QUOTED TEXT -
____________

The split-off issue that is emerging as a flashpoint is a form of divestiture where the parent company's shareholders can keep current shares or exchange them on a non-pro rata basis as compared to a spin-off in which the subsidiary's stock is distributed on a pro-rata basis. Both are tax free transactions under Internal Revenue Code Section 355 but in financial statements under GAAP rules only the split-off is shown as a gain.
"We’re not asking for a change in the way financial statements are done, but we are asking for that not to be taken into account for the purposes of the AMT," Sowell said in an interview, adding that the guidance is needed by companies who have been working on such transactions expecting them to be tax-free. "We’re asking for quick guidance to take this issue off the table because it’s extremely disruptive in the marketplace.”
The letter, dated Aug. 18, was addressed to Lily Batchelder, assistant secretary for tax policy at the Treasury Department, and two other executives, according to the letter. It points out that the current tax-treatment related to the divestitures has been in place for decades. The Revenue Act of 1954 enacted Section 355 of the International Revenue Code which treats both spin-off and split-off transactions the same for tax purposes. “Fundamentally, a ‘split-off’, just like a ‘spin-off’ was viewed by Congress as a tax-free corporate reorganization that generally should not be a taxable event,” the letter states.
EY executives, writing in the letter, acknowledge that split-offs are treated differently for financial statement purposes, while asserting that “the highly technical accounting nuance...should not affect whether a taxpayer is subject to the Corporate AMT.”
The Treasury Department did not immediately respond to a request for comment.

____________

[Dataset rows]
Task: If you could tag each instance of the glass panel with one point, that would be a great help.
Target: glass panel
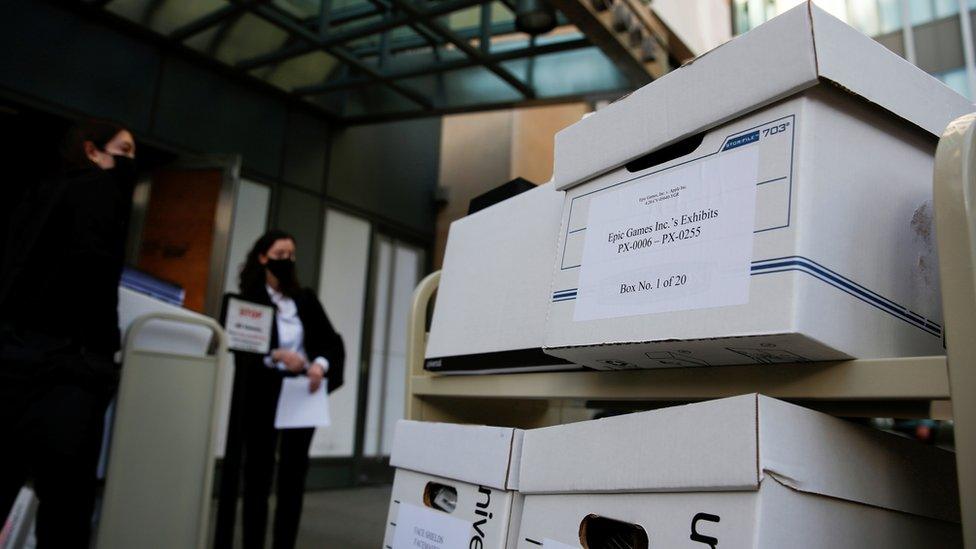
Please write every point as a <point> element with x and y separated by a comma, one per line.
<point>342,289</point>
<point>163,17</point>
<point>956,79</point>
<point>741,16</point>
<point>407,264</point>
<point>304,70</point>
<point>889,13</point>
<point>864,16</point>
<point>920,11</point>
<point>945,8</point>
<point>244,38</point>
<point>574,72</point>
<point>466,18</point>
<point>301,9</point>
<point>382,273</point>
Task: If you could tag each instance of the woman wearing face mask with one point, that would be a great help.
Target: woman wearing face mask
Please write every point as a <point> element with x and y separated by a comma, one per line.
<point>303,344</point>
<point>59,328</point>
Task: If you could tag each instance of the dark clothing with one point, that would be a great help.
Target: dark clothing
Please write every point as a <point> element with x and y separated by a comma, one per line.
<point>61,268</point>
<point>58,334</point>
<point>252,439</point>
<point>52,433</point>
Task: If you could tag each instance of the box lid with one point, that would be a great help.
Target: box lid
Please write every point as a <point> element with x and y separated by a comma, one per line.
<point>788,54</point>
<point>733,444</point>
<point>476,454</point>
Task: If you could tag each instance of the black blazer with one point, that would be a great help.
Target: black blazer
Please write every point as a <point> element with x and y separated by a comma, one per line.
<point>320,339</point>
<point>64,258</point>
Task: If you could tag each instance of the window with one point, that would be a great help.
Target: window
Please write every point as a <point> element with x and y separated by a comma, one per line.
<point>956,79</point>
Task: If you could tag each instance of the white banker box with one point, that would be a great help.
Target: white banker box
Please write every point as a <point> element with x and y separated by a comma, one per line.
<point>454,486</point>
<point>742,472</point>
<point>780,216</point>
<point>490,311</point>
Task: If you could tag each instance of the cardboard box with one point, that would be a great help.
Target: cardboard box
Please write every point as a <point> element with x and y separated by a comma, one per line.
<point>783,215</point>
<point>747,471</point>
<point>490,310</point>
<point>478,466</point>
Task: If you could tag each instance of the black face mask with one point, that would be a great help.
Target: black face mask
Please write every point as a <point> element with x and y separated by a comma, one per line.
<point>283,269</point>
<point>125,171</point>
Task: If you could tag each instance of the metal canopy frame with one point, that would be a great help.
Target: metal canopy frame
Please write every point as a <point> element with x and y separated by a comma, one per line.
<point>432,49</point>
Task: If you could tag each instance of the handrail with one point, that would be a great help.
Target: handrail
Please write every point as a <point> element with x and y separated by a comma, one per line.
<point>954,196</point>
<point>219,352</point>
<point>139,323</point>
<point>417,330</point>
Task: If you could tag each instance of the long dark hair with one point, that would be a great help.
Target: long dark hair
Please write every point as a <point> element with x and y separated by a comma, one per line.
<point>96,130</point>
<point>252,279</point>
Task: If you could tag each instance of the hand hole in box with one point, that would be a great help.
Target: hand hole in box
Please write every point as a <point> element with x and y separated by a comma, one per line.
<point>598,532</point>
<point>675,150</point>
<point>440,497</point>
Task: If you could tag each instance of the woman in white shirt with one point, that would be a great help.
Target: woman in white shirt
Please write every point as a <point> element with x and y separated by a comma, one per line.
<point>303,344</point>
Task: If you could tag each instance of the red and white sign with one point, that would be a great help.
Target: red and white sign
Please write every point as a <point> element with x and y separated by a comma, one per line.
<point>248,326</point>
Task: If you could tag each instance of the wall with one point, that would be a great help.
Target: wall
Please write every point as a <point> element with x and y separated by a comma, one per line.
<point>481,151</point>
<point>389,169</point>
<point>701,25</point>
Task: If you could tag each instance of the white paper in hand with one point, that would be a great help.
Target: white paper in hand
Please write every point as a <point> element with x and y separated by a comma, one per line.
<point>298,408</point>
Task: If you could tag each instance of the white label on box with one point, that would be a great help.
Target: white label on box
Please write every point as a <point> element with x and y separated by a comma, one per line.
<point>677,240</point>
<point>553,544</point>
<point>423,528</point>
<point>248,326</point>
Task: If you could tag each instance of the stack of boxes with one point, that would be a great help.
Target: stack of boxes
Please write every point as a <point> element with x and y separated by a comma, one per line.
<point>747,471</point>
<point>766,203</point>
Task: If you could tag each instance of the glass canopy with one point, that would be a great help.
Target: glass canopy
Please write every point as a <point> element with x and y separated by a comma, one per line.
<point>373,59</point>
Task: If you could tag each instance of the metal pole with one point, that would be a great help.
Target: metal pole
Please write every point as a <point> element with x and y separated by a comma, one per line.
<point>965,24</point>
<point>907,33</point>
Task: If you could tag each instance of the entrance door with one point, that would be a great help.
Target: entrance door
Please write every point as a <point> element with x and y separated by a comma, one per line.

____________

REQUIRED TASKS -
a) Answer these questions using the split-off text:
(i) Under which section of the Internal Revenue Code are both split-offs and spin-offs tax-free transactions?
(ii) What position at the Treasury Department does Lily Batchelder hold?
(iii) Which act enacted that section?
b) Print the part of the split-off text that begins at the words "The letter, dated" and ends after "the letter states.".

ANSWERS PROVIDED -
a)
(i) Section 355
(ii) Assistant secretary for tax policy
(iii) The Revenue Act of 1954

b)
The letter, dated Aug. 18, was addressed to Lily Batchelder, assistant secretary for tax policy at the Treasury Department, and two other executives, according to the letter. It points out that the current tax-treatment related to the divestitures has been in place for decades. The Revenue Act of 1954 enacted Section 355 of the International Revenue Code which treats both spin-off and split-off transactions the same for tax purposes. “Fundamentally, a ‘split-off’, just like a ‘spin-off’ was viewed by Congress as a tax-free corporate reorganization that generally should not be a taxable event,” the letter states.